Excerpts from point annotation data

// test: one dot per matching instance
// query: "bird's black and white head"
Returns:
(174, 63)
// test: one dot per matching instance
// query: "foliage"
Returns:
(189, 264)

What the exercise asks: Rewrite all the rows, substituting "object" for every "instance" and leaving everything else untouched.

Expected answer:
// test: one dot per matching object
// query: "bird's black and white head"
Returns:
(174, 63)
// test: one dot per matching object
// query: "foliage"
Returns:
(189, 264)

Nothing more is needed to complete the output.